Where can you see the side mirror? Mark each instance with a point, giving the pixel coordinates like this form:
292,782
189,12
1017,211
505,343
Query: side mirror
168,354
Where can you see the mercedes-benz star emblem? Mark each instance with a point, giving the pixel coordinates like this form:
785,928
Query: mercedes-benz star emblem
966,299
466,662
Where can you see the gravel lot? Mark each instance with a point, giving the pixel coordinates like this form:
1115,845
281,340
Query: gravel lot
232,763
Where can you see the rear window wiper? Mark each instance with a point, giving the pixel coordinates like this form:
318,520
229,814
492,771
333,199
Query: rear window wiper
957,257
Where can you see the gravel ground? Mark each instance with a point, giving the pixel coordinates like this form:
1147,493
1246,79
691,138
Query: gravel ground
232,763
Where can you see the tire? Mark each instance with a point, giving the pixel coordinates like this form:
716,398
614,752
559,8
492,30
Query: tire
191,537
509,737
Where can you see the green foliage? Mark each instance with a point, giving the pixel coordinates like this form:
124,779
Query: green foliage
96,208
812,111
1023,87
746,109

========

◆ What the exercise asks
Every entry shown above should be transcribed without alteration.

◆ Answer to the exercise
Where can you see the side mirror? Mark each instance with a point, giving the pixel coordinates like this form:
292,782
189,12
1017,211
505,343
Query: side mirror
168,354
Where can you see the mercedes-benz star emblem? Mark each instance with a point, giving the pixel coordinates like this form:
785,928
Query: mercedes-benz star emblem
966,299
466,662
Where can you see the gravel lot? Mark each instance with a point, giving the pixel coordinates like this form:
1115,845
281,340
Query: gravel lot
232,763
Where can you see the rear window wiper? Mark each instance with a point, giving the pixel coordinates like this form:
318,520
229,814
492,771
333,199
Query: rear window wiper
957,257
Where can you see the gravel ground? Mark each instance with a point, giving the pixel coordinates like this form:
1147,493
1246,79
691,138
Query: gravel ground
232,763
Where can you see the tire? Mark each instance with a point, giving the pixel coordinates like this form:
716,398
614,752
559,8
492,30
Query: tire
191,537
509,737
Where can you see the green foliage? Mark each instance with a point, giving the pixel coordinates like this form:
124,779
Query: green foliage
96,208
812,111
1023,87
746,109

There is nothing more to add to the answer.